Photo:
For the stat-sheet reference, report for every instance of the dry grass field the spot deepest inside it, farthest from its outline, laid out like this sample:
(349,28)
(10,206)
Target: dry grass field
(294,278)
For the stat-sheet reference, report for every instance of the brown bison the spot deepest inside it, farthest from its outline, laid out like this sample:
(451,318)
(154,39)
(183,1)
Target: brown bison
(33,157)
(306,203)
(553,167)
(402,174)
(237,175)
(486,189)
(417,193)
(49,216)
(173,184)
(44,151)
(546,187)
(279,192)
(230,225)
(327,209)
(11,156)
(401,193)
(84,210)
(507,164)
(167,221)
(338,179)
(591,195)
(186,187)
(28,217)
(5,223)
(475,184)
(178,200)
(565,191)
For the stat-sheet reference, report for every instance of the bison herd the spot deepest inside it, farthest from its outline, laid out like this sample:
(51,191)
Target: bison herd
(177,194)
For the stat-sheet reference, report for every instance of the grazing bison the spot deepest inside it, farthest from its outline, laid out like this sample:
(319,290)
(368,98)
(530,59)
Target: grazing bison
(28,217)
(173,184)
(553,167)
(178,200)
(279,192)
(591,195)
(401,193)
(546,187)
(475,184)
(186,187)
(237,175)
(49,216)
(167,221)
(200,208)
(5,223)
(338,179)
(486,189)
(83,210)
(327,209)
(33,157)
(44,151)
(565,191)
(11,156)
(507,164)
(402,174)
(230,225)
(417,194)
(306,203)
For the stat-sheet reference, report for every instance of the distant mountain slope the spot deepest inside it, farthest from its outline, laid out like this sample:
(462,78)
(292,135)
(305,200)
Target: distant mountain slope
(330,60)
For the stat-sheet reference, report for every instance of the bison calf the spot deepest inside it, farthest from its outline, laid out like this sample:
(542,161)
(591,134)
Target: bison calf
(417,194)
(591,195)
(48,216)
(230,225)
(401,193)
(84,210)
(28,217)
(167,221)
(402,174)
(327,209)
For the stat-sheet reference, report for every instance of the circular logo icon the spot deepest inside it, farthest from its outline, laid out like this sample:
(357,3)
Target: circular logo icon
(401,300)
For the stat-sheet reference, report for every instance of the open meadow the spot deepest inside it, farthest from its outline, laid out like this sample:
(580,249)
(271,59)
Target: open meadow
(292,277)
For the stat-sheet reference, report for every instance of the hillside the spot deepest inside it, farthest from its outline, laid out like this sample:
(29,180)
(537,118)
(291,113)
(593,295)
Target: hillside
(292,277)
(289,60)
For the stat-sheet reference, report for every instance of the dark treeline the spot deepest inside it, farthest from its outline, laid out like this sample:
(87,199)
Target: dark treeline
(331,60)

───

**Prompt**. Would you mind giving all the records again exactly?

**Solution to the exercise**.
Photo:
For the stat-sheet reference, report for every instance of the dry grass field the spot deepest inside it, farthest from its outline, laid out like this sample:
(349,28)
(10,206)
Target: dry grass field
(294,278)
For the stat-sheet reference, report for every instance of the brown bison the spot deepest inside it, farthest from its outline, laid out like this sample:
(451,318)
(154,39)
(183,1)
Target: brown bison
(33,157)
(306,203)
(553,167)
(402,174)
(237,175)
(486,189)
(417,193)
(49,216)
(173,184)
(44,151)
(546,187)
(279,192)
(230,225)
(327,209)
(11,156)
(401,193)
(84,210)
(507,164)
(167,221)
(338,179)
(591,195)
(186,187)
(28,217)
(5,223)
(475,184)
(178,200)
(565,191)
For the stat-sheet reference, report for every instance of the bison herd the spot deepest inside it, farthest from its outline, laid out like this sample:
(51,191)
Target: bison herd
(177,194)
For the stat-sheet reference, report for every instance of the grazing bison the spot deepest inside it, farthest from its outline, laid out like this sample:
(319,290)
(368,98)
(530,59)
Target: grazing bison
(28,217)
(173,184)
(553,167)
(178,200)
(279,192)
(591,195)
(401,193)
(546,187)
(475,184)
(186,187)
(237,175)
(49,216)
(167,221)
(200,208)
(5,223)
(338,179)
(486,189)
(83,210)
(327,209)
(33,157)
(44,151)
(565,191)
(11,156)
(507,164)
(402,174)
(230,225)
(417,194)
(306,203)
For the stat-sheet reference, report for every instance of the distant mountain slope the spot deepest inside it, farthest from its outline, laid out like this sample:
(462,78)
(292,135)
(305,200)
Target: distant mountain slope
(330,60)
For the stat-sheet reference, report for every instance of the bison calf the spot deepest inside it, farthest from its outline, laid out like this sample:
(542,161)
(591,134)
Target: bison calf
(417,194)
(591,195)
(48,216)
(230,225)
(401,193)
(84,210)
(28,217)
(167,221)
(402,174)
(327,209)
For the stat-sheet reference, report for every instance of the circular logo icon the spot deepest inside it, farthest from its outline, laid out like this sample:
(357,3)
Target: circular logo icon
(401,300)
For the stat-sheet reference, report for every instance of the open meadow the spot deepest inside it, farthest from its outline, laid out like this sample:
(580,249)
(271,59)
Target: open meadow
(292,277)
For the stat-sheet reference, report for every instance of the hillside the spot deepest inside it, farthest from its outline, laid out like this sample:
(29,180)
(537,118)
(291,113)
(593,295)
Target: hillside
(292,277)
(289,60)
For the stat-sheet reference, report for every instance of the dark treeline the spot deepest inside it, farthest from its outline, laid out like this sample:
(87,199)
Target: dark treeline
(331,60)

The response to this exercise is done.